[[ INFORMATION PROVIDED, beginning ]]
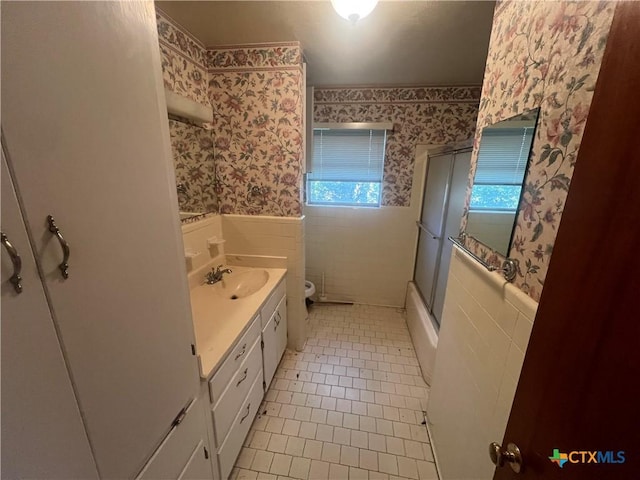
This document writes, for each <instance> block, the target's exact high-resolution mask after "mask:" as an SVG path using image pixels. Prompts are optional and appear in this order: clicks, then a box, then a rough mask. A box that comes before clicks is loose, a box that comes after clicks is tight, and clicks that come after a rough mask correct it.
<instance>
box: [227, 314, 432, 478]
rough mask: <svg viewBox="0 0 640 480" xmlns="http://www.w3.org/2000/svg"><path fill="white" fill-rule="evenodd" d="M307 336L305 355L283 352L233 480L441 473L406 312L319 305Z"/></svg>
mask: <svg viewBox="0 0 640 480" xmlns="http://www.w3.org/2000/svg"><path fill="white" fill-rule="evenodd" d="M308 334H309V337H308V339H307V345H306V347H305V351H304V352H303V353H298V354H296V353H294V352H290V351H287V352H286V353H285V358H283V360H282V362H281V364H280V366H279V368H278V370H277V371H276V374H275V378H274V380H273V382H272V384H271V387H270V388H269V390H268V391H267V393H266V395H265V400H264V402H263V404H262V405H261V407H260V411H259V412H260V414H259V417H257V418H256V419H255V420H254V423H253V425H252V427H251V431H250V432H249V435H248V436H247V438H246V439H245V442H244V445H245V447H244V448H243V449H242V451H241V453H240V455H239V456H238V460H237V462H236V466H235V468H234V470H233V472H232V476H231V478H232V479H233V480H235V479H238V478H250V479H255V480H257V479H262V480H286V479H289V478H296V479H301V480H308V479H319V480H324V479H345V480H346V479H348V478H350V479H358V480H359V479H370V480H392V479H393V480H395V479H397V478H405V479H406V478H410V479H414V480H417V479H419V480H436V479H437V473H436V470H435V465H434V464H433V463H432V460H433V454H432V451H431V446H430V445H429V443H428V437H427V434H426V428H425V426H424V425H422V424H421V422H422V420H423V410H424V408H426V402H427V396H428V387H427V386H426V384H425V383H424V380H423V379H422V377H421V375H420V370H419V367H418V362H417V359H416V356H415V352H414V350H413V346H412V345H411V339H410V336H409V334H408V330H407V328H406V323H405V321H404V317H403V315H402V313H401V312H400V311H399V310H398V309H394V308H385V307H373V306H366V305H351V306H343V305H336V306H324V307H318V308H313V309H311V312H310V320H309V328H308Z"/></svg>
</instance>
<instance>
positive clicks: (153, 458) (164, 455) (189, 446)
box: [137, 398, 213, 480]
mask: <svg viewBox="0 0 640 480" xmlns="http://www.w3.org/2000/svg"><path fill="white" fill-rule="evenodd" d="M204 408H205V405H203V402H202V399H201V398H196V399H195V400H194V401H193V402H191V404H190V405H189V407H188V408H187V409H186V411H185V413H184V416H181V417H180V418H178V419H177V420H176V425H175V426H174V428H173V429H172V430H171V432H170V433H169V435H167V437H166V438H165V439H164V441H163V442H162V445H160V448H158V450H157V451H156V453H155V454H154V455H153V457H152V458H151V460H149V462H148V463H147V465H145V467H144V469H143V471H142V472H141V473H140V475H139V476H138V477H137V480H157V479H175V480H202V479H211V478H213V472H212V470H211V467H212V465H211V460H210V455H211V454H210V452H209V442H208V437H207V429H206V425H205V423H204V421H203V420H204V418H205V416H204Z"/></svg>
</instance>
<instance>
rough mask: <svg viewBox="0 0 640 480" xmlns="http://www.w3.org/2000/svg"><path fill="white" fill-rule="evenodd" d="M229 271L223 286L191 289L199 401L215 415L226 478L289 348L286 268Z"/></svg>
mask: <svg viewBox="0 0 640 480" xmlns="http://www.w3.org/2000/svg"><path fill="white" fill-rule="evenodd" d="M214 263H215V262H214ZM229 268H230V269H231V270H232V273H231V274H229V275H227V276H224V277H223V279H222V280H221V281H220V282H218V283H216V284H214V285H207V284H206V283H205V284H202V285H197V286H195V287H194V288H192V289H191V308H192V313H193V321H194V327H195V332H196V348H197V352H198V360H199V363H200V374H201V378H202V382H201V386H202V388H201V394H200V400H201V401H202V402H203V403H206V404H207V405H208V409H209V410H210V414H211V417H210V418H211V422H210V425H209V431H210V438H211V445H212V448H214V455H212V462H213V469H214V476H216V477H217V475H219V478H221V479H226V478H228V477H229V475H230V473H231V470H232V468H233V465H234V464H235V461H236V458H237V457H238V454H239V453H240V450H241V448H242V444H243V442H244V439H245V437H246V436H247V434H248V433H249V428H250V427H251V423H252V422H253V419H254V418H255V416H256V414H257V413H258V408H259V407H260V404H261V402H262V399H263V397H264V393H265V392H266V389H267V388H268V387H269V384H270V383H271V380H272V378H273V375H274V373H275V370H276V367H277V366H278V363H279V362H280V359H281V358H282V355H283V353H284V350H285V348H286V343H287V314H286V311H287V310H286V301H287V300H286V282H285V279H284V276H285V274H286V269H284V268H251V267H245V266H242V267H236V266H233V265H230V266H229ZM234 277H235V278H234ZM262 281H264V284H262V285H261V286H260V285H259V284H260V283H261V282H262ZM234 292H235V293H234ZM239 292H240V293H239ZM241 292H245V294H242V293H241ZM246 292H250V293H246ZM216 474H217V475H216Z"/></svg>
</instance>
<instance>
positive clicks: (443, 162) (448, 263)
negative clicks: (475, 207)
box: [413, 147, 472, 326]
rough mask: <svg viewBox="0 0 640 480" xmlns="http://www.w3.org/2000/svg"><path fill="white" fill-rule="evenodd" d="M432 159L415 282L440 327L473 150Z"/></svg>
mask: <svg viewBox="0 0 640 480" xmlns="http://www.w3.org/2000/svg"><path fill="white" fill-rule="evenodd" d="M447 150H448V151H445V152H442V153H436V154H433V155H431V154H430V155H429V160H428V163H427V176H426V181H425V189H424V195H423V199H422V210H421V215H420V220H419V221H417V222H416V224H417V227H418V229H419V234H418V248H417V252H416V264H415V269H414V278H413V281H414V282H415V284H416V287H417V289H418V291H419V293H420V295H421V297H422V299H423V301H424V302H425V305H426V306H427V309H428V311H429V313H431V316H432V317H433V319H434V320H435V322H436V323H437V324H438V326H439V325H440V319H441V318H442V308H443V306H444V294H445V288H446V286H447V275H448V272H449V260H450V257H451V249H452V243H451V242H449V241H447V238H448V237H449V236H453V237H457V236H458V234H459V233H460V221H461V219H462V211H463V208H464V200H465V192H466V186H467V182H468V179H469V167H470V164H471V150H472V149H471V147H465V148H458V149H447Z"/></svg>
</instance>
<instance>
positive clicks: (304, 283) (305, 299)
mask: <svg viewBox="0 0 640 480" xmlns="http://www.w3.org/2000/svg"><path fill="white" fill-rule="evenodd" d="M314 293H316V286H315V285H314V284H313V282H310V281H309V280H305V281H304V305H305V308H308V307H310V306H311V305H312V304H313V300H311V296H312V295H313V294H314ZM308 316H309V311H307V317H308Z"/></svg>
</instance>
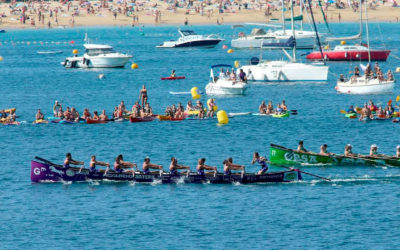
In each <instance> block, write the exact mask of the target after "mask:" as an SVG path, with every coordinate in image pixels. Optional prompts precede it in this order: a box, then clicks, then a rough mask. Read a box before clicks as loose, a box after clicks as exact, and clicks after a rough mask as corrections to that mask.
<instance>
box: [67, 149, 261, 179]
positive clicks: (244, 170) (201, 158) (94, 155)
mask: <svg viewBox="0 0 400 250" xmlns="http://www.w3.org/2000/svg"><path fill="white" fill-rule="evenodd" d="M205 162H206V159H205V158H201V159H199V160H198V162H197V166H196V171H197V174H199V175H205V174H206V172H205V170H208V171H213V172H217V167H213V166H208V165H206V164H205ZM222 163H223V168H224V175H231V174H232V170H241V171H242V172H245V166H243V165H238V164H234V163H233V160H232V158H228V159H226V160H224V161H223V162H222ZM255 163H258V164H260V166H261V169H260V170H259V171H258V173H257V174H259V175H260V174H265V173H266V172H267V171H268V165H267V158H266V157H261V156H260V155H259V154H258V153H257V152H254V154H253V160H252V162H251V164H255ZM84 164H85V163H84V162H83V161H77V160H73V159H72V155H71V153H67V154H66V157H65V160H64V164H63V166H64V168H68V167H70V165H82V167H84ZM96 166H105V167H107V169H106V171H108V170H109V169H110V164H109V163H108V162H101V161H97V160H96V156H95V155H92V156H91V158H90V163H89V170H90V172H92V173H95V172H97V171H98V170H97V169H96ZM133 168H135V169H136V170H137V164H136V163H133V162H127V161H124V158H123V156H122V155H118V156H117V158H116V159H115V161H114V171H115V172H117V173H123V172H131V173H133V174H134V170H133ZM127 169H130V170H127ZM151 169H157V170H159V171H158V173H161V172H162V171H163V166H162V165H158V164H154V163H151V162H150V158H149V157H146V158H145V159H144V161H143V164H142V171H143V173H144V174H155V173H157V172H150V170H151ZM181 169H182V170H183V169H186V170H187V171H186V172H179V171H178V170H181ZM189 172H190V167H189V166H184V165H180V164H178V160H177V159H176V158H175V157H172V158H171V162H170V165H169V173H170V174H171V175H173V176H180V175H181V174H187V173H189Z"/></svg>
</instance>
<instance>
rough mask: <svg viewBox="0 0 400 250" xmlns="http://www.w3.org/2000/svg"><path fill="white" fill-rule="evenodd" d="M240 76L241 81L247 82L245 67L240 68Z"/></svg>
mask: <svg viewBox="0 0 400 250" xmlns="http://www.w3.org/2000/svg"><path fill="white" fill-rule="evenodd" d="M239 78H240V81H241V82H247V76H246V73H244V71H243V69H240V72H239Z"/></svg>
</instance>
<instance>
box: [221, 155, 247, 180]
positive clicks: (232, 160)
mask: <svg viewBox="0 0 400 250" xmlns="http://www.w3.org/2000/svg"><path fill="white" fill-rule="evenodd" d="M222 164H224V175H228V176H229V175H232V170H242V171H243V172H245V166H243V165H237V164H233V160H232V157H230V158H228V159H227V160H224V161H223V162H222Z"/></svg>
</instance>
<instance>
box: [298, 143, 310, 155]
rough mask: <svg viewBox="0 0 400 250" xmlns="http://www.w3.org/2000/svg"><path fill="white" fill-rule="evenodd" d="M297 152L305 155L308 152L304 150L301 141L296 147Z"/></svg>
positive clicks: (303, 144)
mask: <svg viewBox="0 0 400 250" xmlns="http://www.w3.org/2000/svg"><path fill="white" fill-rule="evenodd" d="M296 151H297V152H300V153H307V152H308V150H307V149H305V148H304V142H303V141H299V144H298V145H297V150H296Z"/></svg>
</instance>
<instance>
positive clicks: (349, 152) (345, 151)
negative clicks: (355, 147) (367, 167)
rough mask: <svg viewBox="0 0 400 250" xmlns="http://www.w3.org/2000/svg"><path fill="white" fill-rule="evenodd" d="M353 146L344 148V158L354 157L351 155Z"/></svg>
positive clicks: (350, 145) (346, 145)
mask: <svg viewBox="0 0 400 250" xmlns="http://www.w3.org/2000/svg"><path fill="white" fill-rule="evenodd" d="M352 149H353V146H351V144H347V145H346V146H345V147H344V156H356V155H355V154H353V151H352Z"/></svg>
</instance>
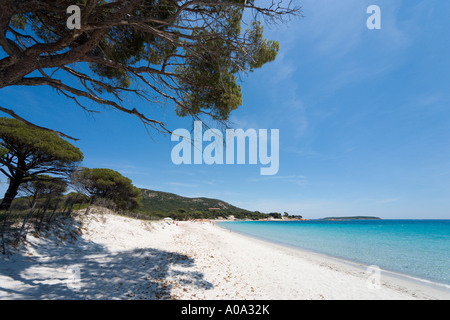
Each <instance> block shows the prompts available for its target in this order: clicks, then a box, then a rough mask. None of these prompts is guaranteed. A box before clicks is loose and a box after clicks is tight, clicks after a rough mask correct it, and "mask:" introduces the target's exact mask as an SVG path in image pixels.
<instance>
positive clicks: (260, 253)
mask: <svg viewBox="0 0 450 320" xmlns="http://www.w3.org/2000/svg"><path fill="white" fill-rule="evenodd" d="M60 224H61V226H60V228H54V229H53V231H51V232H49V233H48V234H46V235H44V236H41V237H39V238H36V237H34V236H32V235H29V236H28V239H27V240H28V242H27V244H26V245H24V246H22V247H20V248H18V249H16V250H13V251H12V252H11V253H10V254H9V255H7V256H1V257H0V299H189V300H191V299H194V300H198V299H230V300H232V299H248V300H252V299H270V300H273V299H283V300H286V299H449V297H450V295H449V292H448V291H443V290H437V289H435V288H432V287H429V286H424V285H422V284H421V283H416V282H412V281H405V280H404V279H401V278H397V277H392V276H390V275H388V274H384V273H382V274H381V278H380V285H379V286H378V285H377V286H371V285H370V284H371V282H370V274H368V273H367V272H366V270H365V269H364V267H358V266H353V265H350V264H347V263H344V262H341V261H338V260H335V259H331V258H328V257H325V256H322V255H318V254H314V253H310V252H306V251H301V250H296V249H291V248H287V247H282V246H277V245H274V244H270V243H267V242H263V241H260V240H256V239H253V238H249V237H245V236H242V235H240V234H236V233H233V232H230V231H227V230H225V229H222V228H220V227H219V226H217V225H213V224H211V223H205V222H203V223H198V222H180V223H178V225H175V224H167V223H164V222H147V221H142V220H135V219H131V218H126V217H122V216H118V215H113V214H103V215H102V214H91V215H89V216H83V215H80V216H78V217H77V218H76V219H75V220H73V221H70V222H66V223H62V222H60ZM56 230H57V231H56Z"/></svg>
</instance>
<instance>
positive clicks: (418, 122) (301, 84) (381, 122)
mask: <svg viewBox="0 0 450 320" xmlns="http://www.w3.org/2000/svg"><path fill="white" fill-rule="evenodd" d="M299 3H300V5H302V6H303V14H304V17H303V18H298V19H293V20H291V21H289V22H287V23H285V24H280V25H271V26H267V27H266V29H265V31H266V37H267V38H268V39H273V40H277V41H279V42H280V46H281V50H280V53H279V55H278V57H277V60H276V61H274V62H272V63H270V64H268V65H266V66H264V67H263V68H262V69H259V70H257V71H255V72H253V73H251V74H249V76H248V77H244V78H243V83H242V84H241V85H242V88H243V95H244V103H243V106H242V107H241V108H240V109H238V110H236V112H234V113H233V115H232V117H231V120H232V122H233V123H234V125H233V127H234V128H242V129H248V128H254V129H279V130H280V143H279V145H280V155H279V158H280V168H279V171H278V174H277V175H274V176H261V175H260V174H259V169H260V165H259V164H258V165H249V164H246V165H179V166H177V165H174V164H173V163H172V161H171V157H170V156H171V149H172V147H173V146H174V145H175V143H173V142H171V141H170V136H169V135H162V134H158V133H156V132H152V136H151V137H149V136H148V135H147V132H146V131H145V129H144V128H143V127H142V125H141V124H140V122H139V121H138V120H136V119H134V118H133V117H130V116H127V115H123V114H120V113H118V112H113V111H108V110H107V109H105V110H104V112H103V113H102V114H98V115H95V116H94V117H92V116H89V115H87V114H86V113H84V112H83V111H82V110H81V109H80V108H78V107H77V106H76V105H75V104H74V103H73V102H72V101H68V100H67V99H66V98H64V97H62V96H58V95H57V94H56V93H55V92H53V91H52V90H51V89H49V88H45V87H40V88H29V87H26V88H23V87H10V88H5V89H2V90H1V93H0V102H1V105H2V106H3V107H5V108H14V109H15V111H16V112H17V113H18V114H20V115H22V116H24V117H25V118H27V119H29V120H31V121H34V122H36V123H38V124H40V125H43V126H49V127H52V128H54V129H57V130H60V131H63V132H65V133H67V134H69V135H72V136H75V137H77V138H80V141H79V142H77V143H75V145H76V146H77V147H79V148H80V149H81V150H82V151H83V152H84V155H85V160H84V163H83V165H84V166H87V167H108V168H112V169H114V170H117V171H119V172H121V173H122V174H123V175H125V176H127V177H129V178H130V179H132V180H133V182H134V184H135V185H136V186H138V187H144V188H149V189H154V190H161V191H167V192H174V193H177V194H180V195H183V196H191V197H194V196H203V197H212V198H219V199H222V200H225V201H228V202H230V203H232V204H234V205H236V206H240V207H243V208H246V209H250V210H259V211H262V212H273V211H276V212H284V211H287V212H289V213H291V214H302V215H303V216H304V217H305V218H320V217H324V216H334V215H337V216H344V215H345V216H346V215H375V216H380V217H382V218H450V108H449V106H450V81H449V80H450V33H449V32H448V30H450V21H449V19H448V14H449V13H450V2H448V1H443V0H426V1H414V0H409V1H400V0H370V1H365V0H342V1H331V0H302V1H299ZM372 4H375V5H378V6H379V7H380V9H381V27H382V28H381V30H369V29H367V27H366V20H367V18H368V17H369V14H367V13H366V9H367V7H368V6H369V5H372ZM134 103H135V105H136V107H137V108H138V109H140V110H142V111H145V112H146V113H147V114H149V115H155V117H156V118H158V119H163V120H164V121H166V122H167V123H168V124H169V126H170V128H171V129H176V128H187V129H190V128H191V127H192V123H191V121H190V120H189V119H181V118H178V117H176V116H175V115H174V112H173V110H172V109H171V108H170V106H168V107H166V108H162V109H161V108H160V107H158V106H155V105H150V104H146V103H143V102H142V101H139V100H136V101H135V102H134ZM0 180H1V181H2V182H3V183H2V184H1V185H0V192H4V191H5V189H6V186H5V184H4V182H5V178H4V177H0Z"/></svg>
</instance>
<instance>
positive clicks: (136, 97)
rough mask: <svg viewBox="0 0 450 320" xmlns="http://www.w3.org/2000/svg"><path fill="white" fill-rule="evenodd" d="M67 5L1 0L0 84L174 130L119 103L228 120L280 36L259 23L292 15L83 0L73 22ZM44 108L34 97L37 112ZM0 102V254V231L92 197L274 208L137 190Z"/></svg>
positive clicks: (158, 2) (203, 218)
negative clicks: (156, 108) (85, 166)
mask: <svg viewBox="0 0 450 320" xmlns="http://www.w3.org/2000/svg"><path fill="white" fill-rule="evenodd" d="M72 4H73V1H68V0H63V1H43V0H36V1H18V0H4V1H1V2H0V12H1V13H2V14H1V15H0V48H1V50H2V52H3V55H2V57H0V89H2V88H6V87H11V86H21V87H29V86H46V87H50V88H52V89H53V90H54V91H53V92H55V93H58V94H59V95H61V96H62V97H65V98H67V99H69V100H70V101H73V102H75V104H76V105H77V106H79V107H80V108H81V109H82V110H83V111H85V112H87V113H88V114H94V113H99V112H100V110H103V107H108V108H110V109H113V110H115V111H119V112H120V113H121V114H122V115H127V116H128V115H131V116H134V117H136V118H137V119H138V120H139V121H140V122H141V123H143V124H144V126H145V128H146V129H149V128H151V129H154V130H156V131H158V132H164V133H170V132H171V131H170V129H169V128H168V125H167V124H166V123H164V122H162V121H160V120H159V119H155V118H153V117H151V116H150V115H148V113H147V112H145V111H142V110H138V107H136V106H134V105H129V104H128V102H129V101H135V100H136V98H139V99H142V101H144V102H145V103H146V104H148V103H149V102H150V103H152V104H154V105H161V106H166V105H170V106H171V107H172V108H174V109H175V112H176V114H177V115H178V116H180V117H191V118H192V119H193V120H199V119H200V117H208V119H212V120H214V121H216V122H219V123H223V124H225V125H226V122H227V121H228V119H229V116H230V114H231V112H232V111H233V110H236V109H237V108H238V107H240V106H241V105H242V92H241V91H242V88H241V86H240V84H239V81H240V79H241V78H242V76H243V75H245V74H248V73H250V72H253V71H254V70H256V69H258V68H261V67H262V66H264V65H265V64H267V63H269V62H271V61H273V60H274V59H275V58H276V56H277V54H278V51H279V44H278V43H277V42H276V41H271V40H266V39H265V38H264V30H263V27H262V21H282V20H284V17H289V16H292V15H297V14H300V8H299V7H295V6H293V5H292V3H288V4H287V6H285V5H284V4H282V3H281V2H278V3H276V2H272V3H266V4H264V5H259V4H257V2H256V1H247V0H245V1H244V0H239V1H209V0H207V1H192V2H189V1H188V2H180V1H151V0H137V1H115V2H107V1H97V0H94V1H91V0H81V1H78V2H77V4H76V6H78V7H79V8H80V11H81V12H82V19H81V18H80V19H81V21H80V24H79V27H77V28H69V27H68V24H67V21H66V20H67V18H68V17H67V8H68V6H70V5H72ZM244 11H247V12H248V13H253V14H249V15H248V14H244ZM246 17H250V19H251V20H250V21H247V18H246ZM242 25H245V26H246V29H245V30H244V29H243V28H242ZM49 110H50V109H49V108H48V106H47V105H45V104H43V105H42V108H41V111H40V112H41V115H40V116H42V117H45V115H46V114H47V113H49V112H50V111H49ZM0 112H3V113H5V114H7V115H8V116H9V117H11V118H0V172H1V173H2V174H3V175H4V176H5V177H6V181H2V182H4V183H7V185H8V188H7V190H6V193H5V194H4V196H3V199H2V200H1V203H0V218H1V219H0V220H1V234H2V243H3V252H4V251H5V250H4V243H5V241H3V240H4V235H5V232H6V231H7V229H11V228H13V229H14V228H17V227H18V228H17V230H16V231H17V234H16V236H15V241H16V242H18V241H20V240H22V239H25V238H26V234H27V232H28V230H32V229H33V230H36V231H37V232H39V230H41V229H42V228H45V227H47V226H50V225H51V223H52V221H53V220H54V219H55V218H56V217H70V216H71V214H72V212H73V211H74V210H85V211H84V212H85V214H88V213H89V211H90V209H91V208H92V206H93V205H97V206H101V207H104V208H109V209H111V210H113V211H115V212H117V213H120V214H125V215H134V216H138V217H141V218H146V219H160V218H163V217H166V216H169V217H172V218H173V219H178V220H188V219H217V218H224V219H233V218H236V219H269V218H282V215H281V214H280V213H276V212H274V213H269V214H265V213H261V212H258V211H249V210H245V209H240V208H237V207H234V206H232V205H230V204H228V203H225V202H223V201H219V200H215V199H206V198H193V199H188V198H184V197H174V196H172V197H171V198H168V197H167V194H165V195H164V194H163V193H158V192H156V191H149V190H143V189H142V190H141V189H138V188H137V187H136V186H134V185H133V183H132V181H131V180H130V179H129V178H127V177H124V176H122V175H121V174H120V173H119V172H117V171H114V170H112V169H109V168H86V167H82V161H83V158H84V154H83V153H82V152H81V150H80V149H79V148H77V147H76V146H74V145H72V144H71V143H69V142H68V141H66V140H65V139H68V140H72V141H77V140H78V139H76V138H73V137H72V136H69V135H67V134H65V133H63V132H60V131H56V130H54V129H52V128H46V127H42V126H40V125H39V124H38V123H37V120H36V119H28V120H27V119H25V118H26V117H23V115H19V114H17V113H16V112H15V111H14V106H4V105H1V106H0ZM63 131H64V130H63ZM155 194H157V195H156V196H155ZM18 221H21V222H22V223H21V224H17V222H18Z"/></svg>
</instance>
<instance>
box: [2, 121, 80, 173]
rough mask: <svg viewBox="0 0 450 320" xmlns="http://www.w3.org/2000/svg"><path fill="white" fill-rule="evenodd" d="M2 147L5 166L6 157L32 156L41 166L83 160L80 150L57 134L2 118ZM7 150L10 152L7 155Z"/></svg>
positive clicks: (17, 121) (20, 121)
mask: <svg viewBox="0 0 450 320" xmlns="http://www.w3.org/2000/svg"><path fill="white" fill-rule="evenodd" d="M0 147H2V151H1V152H2V153H3V155H4V156H3V157H1V158H0V162H1V163H3V164H5V165H7V164H6V163H5V159H4V158H5V155H8V156H13V157H14V156H19V155H21V154H24V155H26V154H31V155H30V156H29V158H32V159H34V160H37V161H38V162H39V164H45V163H50V162H55V161H57V162H58V164H69V163H72V162H78V161H82V160H83V153H82V152H81V151H80V149H78V148H77V147H75V146H73V145H72V144H70V143H69V142H67V141H66V140H64V139H62V138H60V137H59V136H57V135H56V134H53V133H51V132H48V131H46V130H42V129H39V128H35V127H31V126H28V125H26V124H24V123H23V122H21V121H19V120H16V119H10V118H3V117H1V118H0ZM5 149H6V150H8V152H7V153H5ZM38 158H39V159H38Z"/></svg>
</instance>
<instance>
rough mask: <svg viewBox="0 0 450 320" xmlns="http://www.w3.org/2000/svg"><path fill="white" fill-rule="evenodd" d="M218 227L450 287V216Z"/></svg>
mask: <svg viewBox="0 0 450 320" xmlns="http://www.w3.org/2000/svg"><path fill="white" fill-rule="evenodd" d="M220 226H222V227H224V228H227V229H229V230H231V231H236V232H239V233H243V234H247V235H250V236H255V237H258V238H262V239H264V240H268V241H272V242H275V243H278V244H284V245H289V246H294V247H297V248H301V249H307V250H311V251H315V252H319V253H322V254H326V255H329V256H333V257H337V258H341V259H345V260H349V261H353V262H358V263H361V264H364V265H377V266H378V267H380V268H381V269H384V270H387V271H392V272H396V273H401V274H404V275H408V276H412V277H414V278H419V279H423V280H428V281H431V282H435V283H440V284H444V285H446V286H447V287H450V220H346V221H327V220H310V221H233V222H221V223H220Z"/></svg>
[[ INFORMATION PROVIDED, end ]]
## TASK DESCRIPTION
Copy out the data from its beginning through the line that contains "336L305 355L283 352L233", with both ends included. Leave out the pictures.

## YOUR RESPONSE
This document writes, for each <instance> block, the target's exact high-resolution mask after "mask:" as an SVG path using image pixels. Prompts are optional and appear in this order: clicks, then a box, then a rough mask. A box that comes before clicks is loose, a box that comes after clicks is tight, and clicks that come after a rough mask correct it.
<instance>
box: [227, 314, 432, 478]
rough mask: <svg viewBox="0 0 640 480" xmlns="http://www.w3.org/2000/svg"><path fill="white" fill-rule="evenodd" d="M307 336L305 355L283 352L233 480L441 473L406 312L319 305Z"/></svg>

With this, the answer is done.